→ **TASK**
Report every line in the records below that contains the word "lime", copying each line in full.

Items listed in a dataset
## Begin
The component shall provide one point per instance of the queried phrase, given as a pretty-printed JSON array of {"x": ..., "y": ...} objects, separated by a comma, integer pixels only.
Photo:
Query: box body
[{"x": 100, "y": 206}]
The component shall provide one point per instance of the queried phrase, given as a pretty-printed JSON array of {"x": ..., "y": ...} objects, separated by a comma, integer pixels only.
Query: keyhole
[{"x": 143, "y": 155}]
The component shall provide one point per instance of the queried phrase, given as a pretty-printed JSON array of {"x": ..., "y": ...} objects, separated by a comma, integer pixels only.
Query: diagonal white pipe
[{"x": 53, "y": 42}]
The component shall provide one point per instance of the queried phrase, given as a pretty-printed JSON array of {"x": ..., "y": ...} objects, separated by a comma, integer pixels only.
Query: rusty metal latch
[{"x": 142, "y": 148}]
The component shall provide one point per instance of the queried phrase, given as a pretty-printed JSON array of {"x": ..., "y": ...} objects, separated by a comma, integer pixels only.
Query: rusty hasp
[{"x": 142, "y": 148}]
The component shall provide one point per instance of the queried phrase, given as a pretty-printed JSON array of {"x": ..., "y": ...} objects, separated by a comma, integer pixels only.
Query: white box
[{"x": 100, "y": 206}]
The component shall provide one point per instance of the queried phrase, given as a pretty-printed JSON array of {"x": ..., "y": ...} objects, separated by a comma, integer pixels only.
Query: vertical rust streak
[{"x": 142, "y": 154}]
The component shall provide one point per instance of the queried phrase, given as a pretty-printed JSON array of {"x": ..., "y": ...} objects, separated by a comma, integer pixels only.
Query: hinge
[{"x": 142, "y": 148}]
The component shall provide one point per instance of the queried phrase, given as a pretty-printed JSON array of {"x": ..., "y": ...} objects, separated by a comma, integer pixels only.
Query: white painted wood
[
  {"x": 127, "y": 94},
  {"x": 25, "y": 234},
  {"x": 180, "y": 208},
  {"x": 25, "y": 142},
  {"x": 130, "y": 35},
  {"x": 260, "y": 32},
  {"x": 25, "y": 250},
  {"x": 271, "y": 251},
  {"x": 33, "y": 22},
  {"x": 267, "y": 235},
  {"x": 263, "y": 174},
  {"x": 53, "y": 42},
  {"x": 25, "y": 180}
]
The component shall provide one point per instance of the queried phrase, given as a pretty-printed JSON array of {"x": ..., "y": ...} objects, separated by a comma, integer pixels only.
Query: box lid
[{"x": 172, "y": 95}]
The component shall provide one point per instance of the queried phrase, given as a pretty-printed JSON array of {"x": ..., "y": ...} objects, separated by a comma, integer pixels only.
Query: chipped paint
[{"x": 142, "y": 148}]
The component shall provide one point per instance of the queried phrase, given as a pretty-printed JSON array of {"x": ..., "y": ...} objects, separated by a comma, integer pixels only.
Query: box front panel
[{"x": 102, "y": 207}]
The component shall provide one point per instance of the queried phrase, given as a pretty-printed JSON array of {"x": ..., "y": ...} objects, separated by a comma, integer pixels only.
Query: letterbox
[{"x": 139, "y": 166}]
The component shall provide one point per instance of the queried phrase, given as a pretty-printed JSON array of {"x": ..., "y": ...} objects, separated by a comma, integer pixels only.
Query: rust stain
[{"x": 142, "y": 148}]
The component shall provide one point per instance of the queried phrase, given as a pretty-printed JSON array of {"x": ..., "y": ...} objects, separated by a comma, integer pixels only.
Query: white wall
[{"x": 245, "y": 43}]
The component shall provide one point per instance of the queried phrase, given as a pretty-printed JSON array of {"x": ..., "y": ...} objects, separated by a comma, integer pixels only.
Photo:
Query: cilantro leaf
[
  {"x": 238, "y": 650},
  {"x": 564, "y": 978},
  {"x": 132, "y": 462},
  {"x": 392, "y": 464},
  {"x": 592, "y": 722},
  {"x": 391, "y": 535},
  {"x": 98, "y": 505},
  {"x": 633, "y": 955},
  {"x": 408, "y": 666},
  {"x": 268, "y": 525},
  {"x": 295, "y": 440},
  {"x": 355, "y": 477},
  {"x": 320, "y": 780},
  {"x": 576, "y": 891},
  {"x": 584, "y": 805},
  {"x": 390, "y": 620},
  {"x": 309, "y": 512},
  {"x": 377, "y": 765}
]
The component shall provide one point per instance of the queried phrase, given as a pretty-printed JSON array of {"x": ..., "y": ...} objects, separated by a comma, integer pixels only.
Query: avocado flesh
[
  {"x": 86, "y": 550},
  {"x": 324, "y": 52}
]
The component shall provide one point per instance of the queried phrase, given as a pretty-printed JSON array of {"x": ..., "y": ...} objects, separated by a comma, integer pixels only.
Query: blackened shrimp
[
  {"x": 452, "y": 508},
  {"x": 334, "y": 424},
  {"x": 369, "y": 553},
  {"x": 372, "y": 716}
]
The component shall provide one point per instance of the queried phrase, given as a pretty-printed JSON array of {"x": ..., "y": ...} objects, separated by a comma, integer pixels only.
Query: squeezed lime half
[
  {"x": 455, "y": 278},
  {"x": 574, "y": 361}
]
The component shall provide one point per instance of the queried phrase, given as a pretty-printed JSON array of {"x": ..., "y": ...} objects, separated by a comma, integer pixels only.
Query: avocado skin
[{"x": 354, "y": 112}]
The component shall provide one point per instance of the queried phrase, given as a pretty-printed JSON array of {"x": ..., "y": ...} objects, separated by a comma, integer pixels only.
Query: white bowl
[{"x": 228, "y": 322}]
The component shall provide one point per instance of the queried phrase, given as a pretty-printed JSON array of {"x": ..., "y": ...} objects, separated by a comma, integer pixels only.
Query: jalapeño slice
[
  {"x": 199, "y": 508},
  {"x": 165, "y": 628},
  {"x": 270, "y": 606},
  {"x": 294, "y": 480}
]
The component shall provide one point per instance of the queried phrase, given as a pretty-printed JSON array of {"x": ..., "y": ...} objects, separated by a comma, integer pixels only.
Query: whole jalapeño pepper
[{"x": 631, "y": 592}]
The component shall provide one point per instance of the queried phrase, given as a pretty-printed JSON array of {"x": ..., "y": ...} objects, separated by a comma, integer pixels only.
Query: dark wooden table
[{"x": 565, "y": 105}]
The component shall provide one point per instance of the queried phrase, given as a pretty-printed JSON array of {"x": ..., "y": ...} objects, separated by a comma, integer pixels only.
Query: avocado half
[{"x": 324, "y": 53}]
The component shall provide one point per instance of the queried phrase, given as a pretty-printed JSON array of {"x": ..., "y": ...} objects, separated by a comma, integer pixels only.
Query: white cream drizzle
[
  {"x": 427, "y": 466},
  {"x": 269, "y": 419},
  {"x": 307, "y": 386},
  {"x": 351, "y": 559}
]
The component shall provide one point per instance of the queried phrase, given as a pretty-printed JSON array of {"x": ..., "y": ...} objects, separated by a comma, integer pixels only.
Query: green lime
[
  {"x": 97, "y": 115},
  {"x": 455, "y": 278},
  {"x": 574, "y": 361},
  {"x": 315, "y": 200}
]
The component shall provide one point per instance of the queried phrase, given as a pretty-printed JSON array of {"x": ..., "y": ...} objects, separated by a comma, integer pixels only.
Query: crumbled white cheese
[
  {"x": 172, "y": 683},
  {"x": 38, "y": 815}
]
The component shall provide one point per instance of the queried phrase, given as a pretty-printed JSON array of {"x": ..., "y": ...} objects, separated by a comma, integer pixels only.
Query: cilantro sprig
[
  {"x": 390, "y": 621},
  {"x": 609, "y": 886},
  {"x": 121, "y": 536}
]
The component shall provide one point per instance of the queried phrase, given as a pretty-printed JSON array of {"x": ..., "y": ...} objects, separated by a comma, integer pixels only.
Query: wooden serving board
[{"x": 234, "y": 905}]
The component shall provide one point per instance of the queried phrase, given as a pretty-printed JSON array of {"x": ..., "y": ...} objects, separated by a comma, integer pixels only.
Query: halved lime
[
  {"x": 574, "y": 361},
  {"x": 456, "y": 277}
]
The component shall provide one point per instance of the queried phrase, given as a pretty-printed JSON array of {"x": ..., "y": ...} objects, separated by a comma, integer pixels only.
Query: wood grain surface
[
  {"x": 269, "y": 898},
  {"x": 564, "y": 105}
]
## End
→ **FINAL RESULT**
Query: squeezed lime half
Query: green lime
Query: halved lime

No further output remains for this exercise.